# Isobaric enclosures have reduced distortion



## The Baron Groog (Mar 15, 2010)

Morning guys,

This thread is an attempt to find out for sure whether running a pair of subs isobarically (cone to cone or mag to mag) will reduce distortion or increase it.

I had always read and been told that isobaric mounting of subs in cone to cone or mag to mag format would result in:

Lower distortion, through cancelation of 2nd order harmonics due to the opposite motion of the drivers
Reduced box volume for the same FB 
Or 
Better extension from the same sized enclosure

This link: Isobaric details one theory behind the claims that isobaric does not reduce distortion-but I can't help but think that 1000s of audio fans and manufacturers have tried it and experienced reduced distortion so the theory must be flawed. Obviously they could all be suffering from the same psychoacoustic delusion or perhaps they're not audiophiles at all and the extra distortion was heard and liked-I think most are aware that increased distortion can be perceived as increased loudness.

···

Given instruction 1 = Rewrite the isobaric thread from "Lower distortion, through" to "as increased loudness.", putting "speakers" in place of "drivers".
Given instruction 2 = Carry on the isobaric thread from its last sentence.
The data that come after this play no part in the work on the isobaric thread.

···

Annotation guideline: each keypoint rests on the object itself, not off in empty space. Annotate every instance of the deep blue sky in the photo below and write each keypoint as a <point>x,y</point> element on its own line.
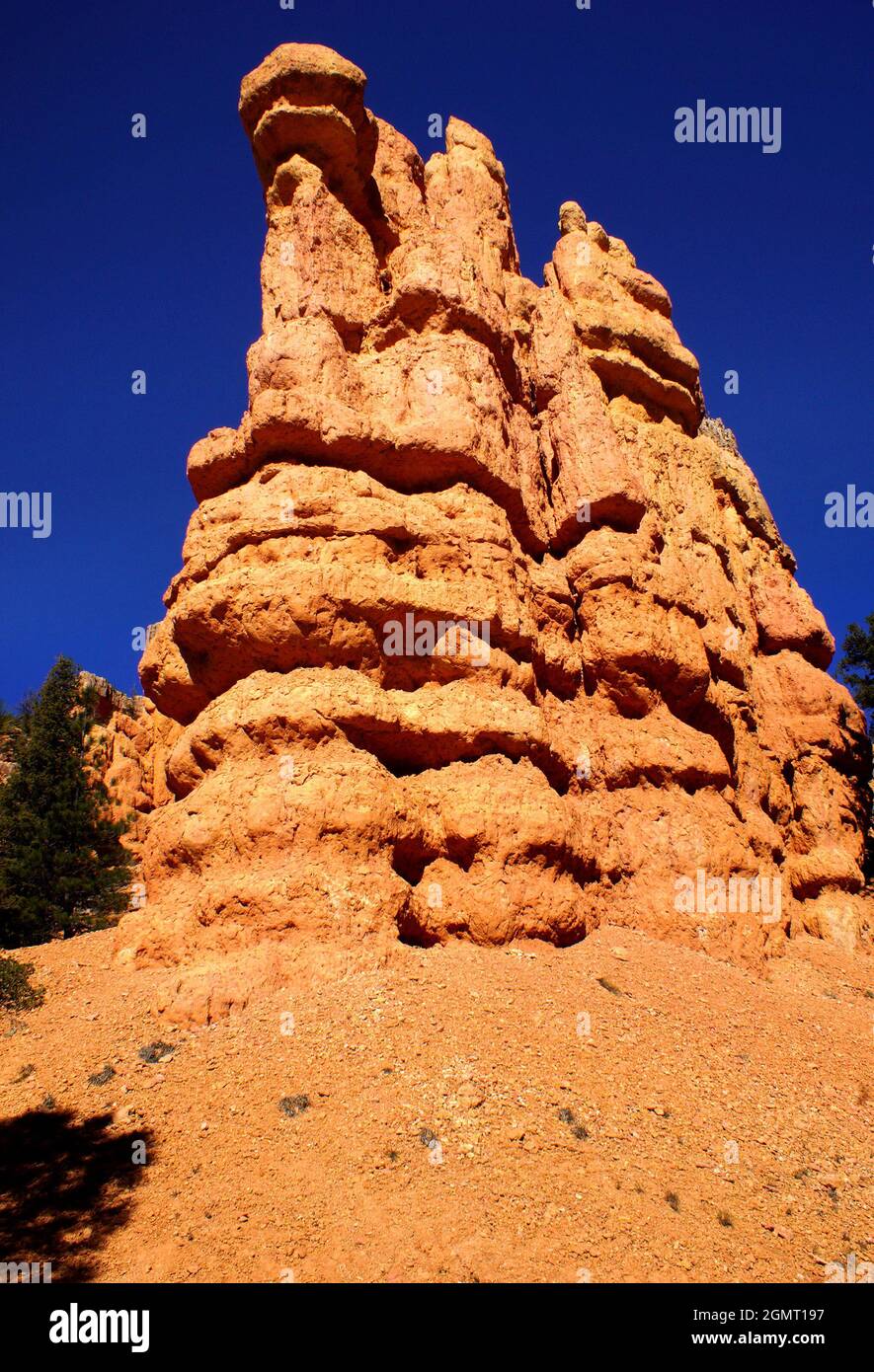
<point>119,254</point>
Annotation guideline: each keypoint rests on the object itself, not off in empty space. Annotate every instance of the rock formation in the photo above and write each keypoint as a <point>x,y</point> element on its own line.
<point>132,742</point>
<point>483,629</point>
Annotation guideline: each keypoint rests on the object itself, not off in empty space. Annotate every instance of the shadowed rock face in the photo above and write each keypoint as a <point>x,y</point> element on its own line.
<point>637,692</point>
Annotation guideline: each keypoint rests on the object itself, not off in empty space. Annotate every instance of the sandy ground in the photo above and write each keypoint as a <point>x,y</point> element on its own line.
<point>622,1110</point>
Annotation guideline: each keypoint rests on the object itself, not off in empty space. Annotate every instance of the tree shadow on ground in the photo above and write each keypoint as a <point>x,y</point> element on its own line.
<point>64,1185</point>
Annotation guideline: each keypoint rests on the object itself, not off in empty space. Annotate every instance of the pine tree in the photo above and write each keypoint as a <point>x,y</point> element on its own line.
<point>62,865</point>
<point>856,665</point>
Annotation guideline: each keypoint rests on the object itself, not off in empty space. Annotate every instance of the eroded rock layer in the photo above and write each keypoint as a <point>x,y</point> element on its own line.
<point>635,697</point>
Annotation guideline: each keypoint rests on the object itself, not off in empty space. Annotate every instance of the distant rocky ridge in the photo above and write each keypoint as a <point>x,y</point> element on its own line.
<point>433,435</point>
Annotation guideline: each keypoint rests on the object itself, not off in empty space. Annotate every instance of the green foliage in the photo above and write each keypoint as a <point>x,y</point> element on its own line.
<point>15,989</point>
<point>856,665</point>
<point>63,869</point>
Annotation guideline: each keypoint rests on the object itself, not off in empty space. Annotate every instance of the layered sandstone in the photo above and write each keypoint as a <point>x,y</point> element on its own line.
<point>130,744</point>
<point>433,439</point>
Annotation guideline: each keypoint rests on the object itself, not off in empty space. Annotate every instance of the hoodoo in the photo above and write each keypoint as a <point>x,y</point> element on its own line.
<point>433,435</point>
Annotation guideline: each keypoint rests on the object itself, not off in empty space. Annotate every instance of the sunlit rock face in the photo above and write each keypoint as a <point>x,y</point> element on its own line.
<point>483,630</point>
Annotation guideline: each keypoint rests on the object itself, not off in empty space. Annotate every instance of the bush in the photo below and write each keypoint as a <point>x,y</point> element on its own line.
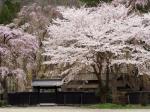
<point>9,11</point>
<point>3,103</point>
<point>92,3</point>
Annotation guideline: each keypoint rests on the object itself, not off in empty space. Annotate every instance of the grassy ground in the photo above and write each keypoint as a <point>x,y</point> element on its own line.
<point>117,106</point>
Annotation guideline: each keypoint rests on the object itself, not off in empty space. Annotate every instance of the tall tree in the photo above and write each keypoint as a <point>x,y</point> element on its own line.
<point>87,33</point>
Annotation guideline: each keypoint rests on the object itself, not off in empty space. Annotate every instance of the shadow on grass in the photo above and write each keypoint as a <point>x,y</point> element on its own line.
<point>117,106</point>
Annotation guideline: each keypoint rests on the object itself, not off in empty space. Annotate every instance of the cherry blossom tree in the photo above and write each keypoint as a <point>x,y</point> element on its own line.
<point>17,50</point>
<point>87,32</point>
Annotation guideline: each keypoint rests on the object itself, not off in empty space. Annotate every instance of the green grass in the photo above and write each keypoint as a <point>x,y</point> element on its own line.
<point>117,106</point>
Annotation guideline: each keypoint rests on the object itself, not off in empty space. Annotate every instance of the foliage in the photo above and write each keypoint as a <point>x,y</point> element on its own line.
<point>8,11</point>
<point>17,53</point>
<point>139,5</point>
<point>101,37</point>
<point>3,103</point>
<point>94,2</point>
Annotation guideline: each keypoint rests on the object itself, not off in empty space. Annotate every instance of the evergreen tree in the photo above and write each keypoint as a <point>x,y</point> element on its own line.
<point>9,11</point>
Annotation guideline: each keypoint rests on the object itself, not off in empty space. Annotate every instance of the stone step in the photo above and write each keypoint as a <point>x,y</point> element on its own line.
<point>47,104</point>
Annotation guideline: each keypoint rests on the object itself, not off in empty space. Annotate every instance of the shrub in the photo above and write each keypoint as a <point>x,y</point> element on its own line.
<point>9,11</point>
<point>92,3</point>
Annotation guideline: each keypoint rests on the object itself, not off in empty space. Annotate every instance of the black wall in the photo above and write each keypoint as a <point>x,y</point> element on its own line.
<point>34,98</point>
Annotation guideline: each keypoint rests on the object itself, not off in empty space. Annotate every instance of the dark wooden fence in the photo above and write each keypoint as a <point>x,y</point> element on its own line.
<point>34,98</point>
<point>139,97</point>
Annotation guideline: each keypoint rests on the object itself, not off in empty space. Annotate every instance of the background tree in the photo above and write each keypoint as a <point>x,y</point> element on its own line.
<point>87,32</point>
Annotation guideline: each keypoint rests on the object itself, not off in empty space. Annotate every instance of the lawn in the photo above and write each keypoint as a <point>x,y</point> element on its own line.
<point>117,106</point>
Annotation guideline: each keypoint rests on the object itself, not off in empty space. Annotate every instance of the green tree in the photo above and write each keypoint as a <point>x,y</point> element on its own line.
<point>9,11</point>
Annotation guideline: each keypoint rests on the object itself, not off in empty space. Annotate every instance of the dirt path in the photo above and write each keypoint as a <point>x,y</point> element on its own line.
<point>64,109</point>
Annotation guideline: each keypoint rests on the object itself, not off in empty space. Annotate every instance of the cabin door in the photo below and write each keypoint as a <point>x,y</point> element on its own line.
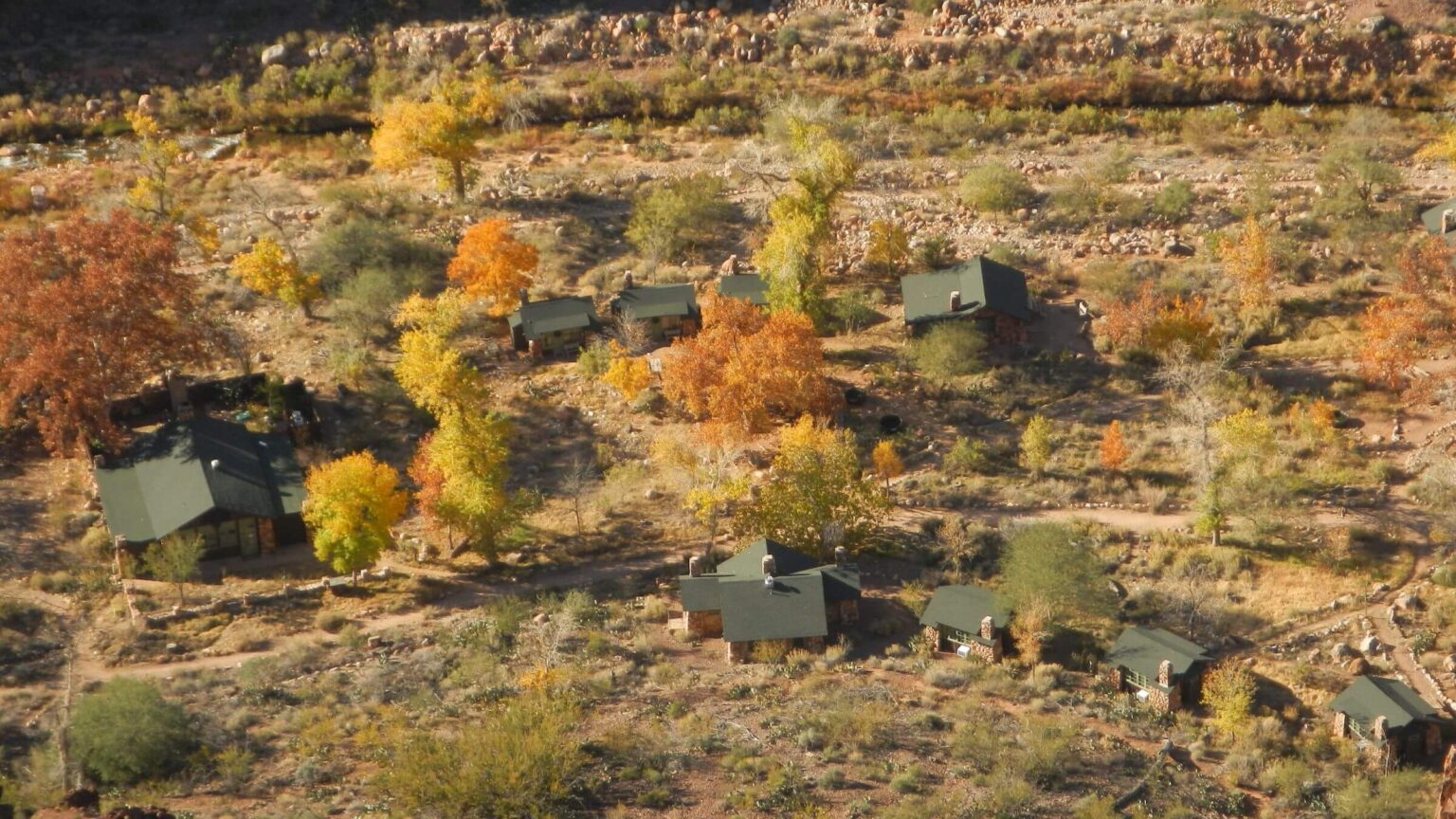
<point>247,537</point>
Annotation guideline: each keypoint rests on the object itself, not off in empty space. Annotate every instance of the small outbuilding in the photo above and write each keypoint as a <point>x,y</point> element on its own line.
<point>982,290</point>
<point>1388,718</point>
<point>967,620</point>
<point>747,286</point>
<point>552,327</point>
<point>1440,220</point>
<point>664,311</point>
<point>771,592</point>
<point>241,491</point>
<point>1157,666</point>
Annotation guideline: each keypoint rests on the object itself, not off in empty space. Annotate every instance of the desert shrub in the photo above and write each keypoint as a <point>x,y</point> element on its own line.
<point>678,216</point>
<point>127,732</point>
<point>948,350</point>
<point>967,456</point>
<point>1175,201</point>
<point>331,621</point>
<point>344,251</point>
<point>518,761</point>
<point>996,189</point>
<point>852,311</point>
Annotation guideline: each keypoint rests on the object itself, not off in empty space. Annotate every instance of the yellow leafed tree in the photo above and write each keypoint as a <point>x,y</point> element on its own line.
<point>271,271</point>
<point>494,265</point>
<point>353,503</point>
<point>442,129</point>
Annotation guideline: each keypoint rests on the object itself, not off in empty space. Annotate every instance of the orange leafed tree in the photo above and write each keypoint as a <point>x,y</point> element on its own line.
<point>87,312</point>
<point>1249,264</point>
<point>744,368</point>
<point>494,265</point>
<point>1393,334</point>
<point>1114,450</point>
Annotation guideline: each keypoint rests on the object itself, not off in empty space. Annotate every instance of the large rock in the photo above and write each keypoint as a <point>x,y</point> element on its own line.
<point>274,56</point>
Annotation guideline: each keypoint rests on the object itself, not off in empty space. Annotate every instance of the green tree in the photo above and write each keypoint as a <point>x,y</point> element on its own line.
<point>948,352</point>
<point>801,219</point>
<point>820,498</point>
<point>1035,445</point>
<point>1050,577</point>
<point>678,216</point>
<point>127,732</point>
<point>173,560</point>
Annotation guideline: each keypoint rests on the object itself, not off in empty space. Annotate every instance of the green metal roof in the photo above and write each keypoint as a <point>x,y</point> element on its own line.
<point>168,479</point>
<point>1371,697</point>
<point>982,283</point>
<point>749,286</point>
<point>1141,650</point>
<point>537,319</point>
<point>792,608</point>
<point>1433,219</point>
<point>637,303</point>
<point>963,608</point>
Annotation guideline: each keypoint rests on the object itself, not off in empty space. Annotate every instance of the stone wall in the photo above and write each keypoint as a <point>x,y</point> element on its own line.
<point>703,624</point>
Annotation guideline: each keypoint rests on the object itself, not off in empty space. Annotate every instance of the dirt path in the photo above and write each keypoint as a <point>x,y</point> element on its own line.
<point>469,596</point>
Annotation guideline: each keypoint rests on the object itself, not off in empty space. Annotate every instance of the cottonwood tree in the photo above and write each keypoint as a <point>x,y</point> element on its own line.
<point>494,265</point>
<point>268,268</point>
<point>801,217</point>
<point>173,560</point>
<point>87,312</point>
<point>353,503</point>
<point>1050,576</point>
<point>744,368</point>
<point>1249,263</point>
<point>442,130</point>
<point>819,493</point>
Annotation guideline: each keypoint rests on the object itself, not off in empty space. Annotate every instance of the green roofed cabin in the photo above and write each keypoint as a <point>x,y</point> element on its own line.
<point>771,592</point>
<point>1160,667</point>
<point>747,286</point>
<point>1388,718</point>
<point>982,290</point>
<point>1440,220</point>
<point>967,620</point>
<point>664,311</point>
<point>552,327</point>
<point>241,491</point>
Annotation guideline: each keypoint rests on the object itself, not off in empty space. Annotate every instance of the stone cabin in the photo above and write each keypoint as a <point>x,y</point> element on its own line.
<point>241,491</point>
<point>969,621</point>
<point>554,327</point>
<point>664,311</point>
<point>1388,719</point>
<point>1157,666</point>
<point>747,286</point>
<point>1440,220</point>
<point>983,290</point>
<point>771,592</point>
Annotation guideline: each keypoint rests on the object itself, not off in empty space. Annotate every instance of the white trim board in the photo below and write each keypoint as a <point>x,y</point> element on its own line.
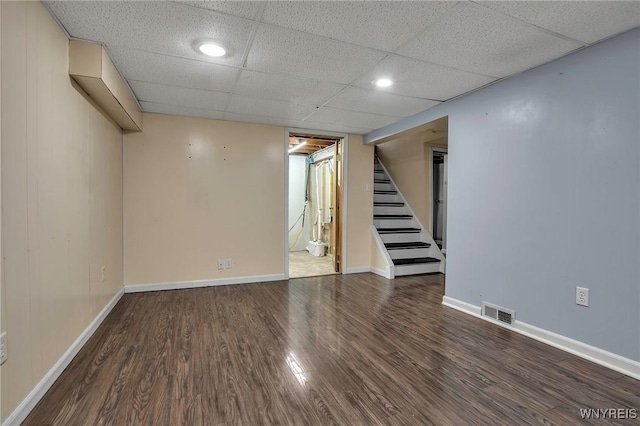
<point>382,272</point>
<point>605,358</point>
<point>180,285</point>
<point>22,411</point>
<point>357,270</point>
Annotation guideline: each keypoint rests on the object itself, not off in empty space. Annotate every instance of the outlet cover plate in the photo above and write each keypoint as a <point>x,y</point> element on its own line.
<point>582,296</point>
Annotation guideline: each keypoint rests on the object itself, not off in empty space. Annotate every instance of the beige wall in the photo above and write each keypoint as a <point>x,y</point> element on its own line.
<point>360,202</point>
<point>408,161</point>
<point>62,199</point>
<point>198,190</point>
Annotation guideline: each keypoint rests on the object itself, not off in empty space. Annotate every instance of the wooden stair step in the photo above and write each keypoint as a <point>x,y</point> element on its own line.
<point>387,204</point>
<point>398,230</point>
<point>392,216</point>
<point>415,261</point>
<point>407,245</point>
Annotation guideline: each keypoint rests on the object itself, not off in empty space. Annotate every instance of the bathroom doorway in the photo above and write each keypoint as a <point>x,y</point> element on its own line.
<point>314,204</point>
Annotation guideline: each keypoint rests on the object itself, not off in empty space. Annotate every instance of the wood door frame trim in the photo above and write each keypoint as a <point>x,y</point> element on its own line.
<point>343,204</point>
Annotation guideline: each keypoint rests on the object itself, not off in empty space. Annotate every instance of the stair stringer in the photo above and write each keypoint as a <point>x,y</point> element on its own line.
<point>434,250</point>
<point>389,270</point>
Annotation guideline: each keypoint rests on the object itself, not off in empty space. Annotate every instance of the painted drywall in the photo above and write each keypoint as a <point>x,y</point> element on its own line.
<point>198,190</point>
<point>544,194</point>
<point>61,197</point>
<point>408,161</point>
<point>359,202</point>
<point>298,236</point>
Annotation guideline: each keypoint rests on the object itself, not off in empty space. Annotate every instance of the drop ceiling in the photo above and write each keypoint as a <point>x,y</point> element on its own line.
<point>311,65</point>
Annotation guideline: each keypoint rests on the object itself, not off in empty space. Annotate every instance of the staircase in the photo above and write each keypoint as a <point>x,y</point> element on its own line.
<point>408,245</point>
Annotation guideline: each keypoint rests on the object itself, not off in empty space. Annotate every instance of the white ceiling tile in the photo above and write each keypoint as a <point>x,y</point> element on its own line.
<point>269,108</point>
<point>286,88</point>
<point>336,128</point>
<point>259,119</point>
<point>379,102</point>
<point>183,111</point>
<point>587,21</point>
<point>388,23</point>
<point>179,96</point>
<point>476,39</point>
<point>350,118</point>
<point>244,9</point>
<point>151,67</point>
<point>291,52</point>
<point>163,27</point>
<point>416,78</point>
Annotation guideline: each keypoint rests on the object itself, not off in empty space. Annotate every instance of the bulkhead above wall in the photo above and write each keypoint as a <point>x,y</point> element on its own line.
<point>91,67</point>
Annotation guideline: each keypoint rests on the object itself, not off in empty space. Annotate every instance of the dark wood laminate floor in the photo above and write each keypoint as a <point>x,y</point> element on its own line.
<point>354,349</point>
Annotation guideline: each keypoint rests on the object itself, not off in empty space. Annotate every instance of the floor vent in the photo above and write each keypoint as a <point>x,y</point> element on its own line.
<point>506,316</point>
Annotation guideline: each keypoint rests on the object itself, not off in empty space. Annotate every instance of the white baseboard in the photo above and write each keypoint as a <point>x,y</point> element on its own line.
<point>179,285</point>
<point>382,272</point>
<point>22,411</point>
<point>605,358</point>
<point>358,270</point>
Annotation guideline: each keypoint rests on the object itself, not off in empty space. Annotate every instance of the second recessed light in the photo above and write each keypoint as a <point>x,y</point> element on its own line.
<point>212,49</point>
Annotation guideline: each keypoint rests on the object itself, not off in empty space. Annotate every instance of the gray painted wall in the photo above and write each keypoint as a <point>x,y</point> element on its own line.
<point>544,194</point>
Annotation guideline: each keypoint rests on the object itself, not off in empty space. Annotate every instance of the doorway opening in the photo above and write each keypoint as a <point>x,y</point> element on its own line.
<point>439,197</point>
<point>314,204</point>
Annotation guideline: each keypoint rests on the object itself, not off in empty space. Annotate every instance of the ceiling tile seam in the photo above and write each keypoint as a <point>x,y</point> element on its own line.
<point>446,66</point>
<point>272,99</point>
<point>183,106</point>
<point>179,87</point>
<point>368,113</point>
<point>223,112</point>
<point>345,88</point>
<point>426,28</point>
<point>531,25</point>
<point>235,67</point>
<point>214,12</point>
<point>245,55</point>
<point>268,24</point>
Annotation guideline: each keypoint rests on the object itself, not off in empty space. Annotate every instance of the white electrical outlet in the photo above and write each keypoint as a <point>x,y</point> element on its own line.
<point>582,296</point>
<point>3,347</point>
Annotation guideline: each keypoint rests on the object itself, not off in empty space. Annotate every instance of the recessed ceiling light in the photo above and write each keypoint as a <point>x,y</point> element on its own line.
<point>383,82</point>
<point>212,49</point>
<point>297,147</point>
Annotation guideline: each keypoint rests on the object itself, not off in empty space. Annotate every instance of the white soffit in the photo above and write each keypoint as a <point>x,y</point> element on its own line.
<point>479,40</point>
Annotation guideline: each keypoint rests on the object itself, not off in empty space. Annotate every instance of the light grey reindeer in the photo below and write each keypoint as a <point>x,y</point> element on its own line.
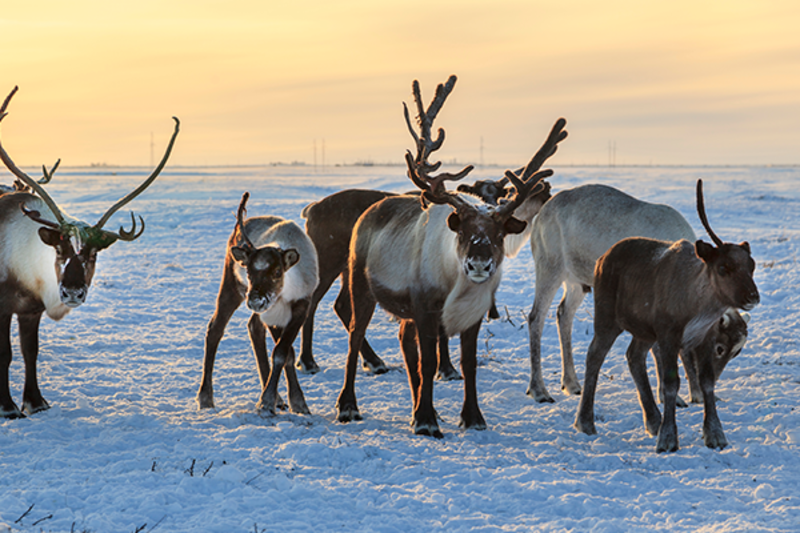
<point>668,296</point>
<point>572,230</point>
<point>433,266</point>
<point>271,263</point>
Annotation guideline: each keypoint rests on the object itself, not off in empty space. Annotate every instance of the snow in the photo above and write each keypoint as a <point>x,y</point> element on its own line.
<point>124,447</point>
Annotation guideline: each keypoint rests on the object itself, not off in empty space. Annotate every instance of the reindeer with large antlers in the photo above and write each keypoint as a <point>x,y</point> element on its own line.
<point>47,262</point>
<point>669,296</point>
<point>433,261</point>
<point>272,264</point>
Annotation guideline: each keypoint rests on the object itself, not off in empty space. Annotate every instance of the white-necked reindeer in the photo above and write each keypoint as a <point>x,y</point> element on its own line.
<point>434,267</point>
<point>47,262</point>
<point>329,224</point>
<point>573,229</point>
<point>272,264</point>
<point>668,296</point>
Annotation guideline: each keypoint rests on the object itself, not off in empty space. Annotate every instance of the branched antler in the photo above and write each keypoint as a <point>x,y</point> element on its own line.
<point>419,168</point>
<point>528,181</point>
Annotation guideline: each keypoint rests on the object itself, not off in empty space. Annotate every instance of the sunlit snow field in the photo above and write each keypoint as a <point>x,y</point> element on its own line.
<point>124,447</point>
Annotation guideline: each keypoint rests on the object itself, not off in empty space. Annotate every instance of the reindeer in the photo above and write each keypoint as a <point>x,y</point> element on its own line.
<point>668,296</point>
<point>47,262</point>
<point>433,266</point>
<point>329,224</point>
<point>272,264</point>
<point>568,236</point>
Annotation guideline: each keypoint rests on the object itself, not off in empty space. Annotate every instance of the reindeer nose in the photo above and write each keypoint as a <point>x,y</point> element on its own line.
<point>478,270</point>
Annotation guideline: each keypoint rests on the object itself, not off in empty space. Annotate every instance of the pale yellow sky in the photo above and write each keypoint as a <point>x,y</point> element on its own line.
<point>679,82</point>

···

Written answer 1 =
Lower distortion, through cancelation of 2nd order harmonics due to the opposite motion of the speakers
Reduced box volume for the same FB 
Or 
Better extension from the same sized enclosure

This link: Isobaric details one theory behind the claims that isobaric does not reduce distortion-but I can't help but think that 1000s of audio fans and manufacturers have tried it and experienced reduced distortion so the theory must be flawed. Obviously they could all be suffering from the same psychoacoustic delusion or perhaps they're not audiophiles at all and the extra distortion was heard and liked-I think most are aware that increased distortion can be perceived as increased loudness.

Written answer 2 =
Neil_J has agreed to do some testing with his SWR-843Ds-but has no wood working tools and needs a spacer for between the two drivers to be clamshelled, if anyone can help please sort him out.

Otherwise I was wondering whether Erin (Bikinpunk) would be willing to get the klippel out for this one-presuming you can klippel the drivers when mounted isobarically.

Now, let the games commence!


----------



## Gary S (Dec 11, 2007)

If one of the drivers has a lot of distortion one way it will lower the distortion.

However, whether you will hear a noticeable difference and whether or not it will be pleasing is debatable. You would have to try it and judge for yourself.

It will drop the box size requirements but lower the efficiency - you have a power an extra woofer but get no increase in spl.


----------



## The Baron Groog (Mar 15, 2010)

Bump! Common guys-no takers?


----------



## Candisa (Sep 15, 2007)

I won't vote, because I don't think this should be a "race" between the different options, but here is my opinion:
- Putting a subwoofer-motor in the listening-space results in more unwanted, audible motor-noises. How hard you will hear them depends on the quality of the subwoofer, but there are very little subwoofers out there that have an inaudible motor, especially when driven hard.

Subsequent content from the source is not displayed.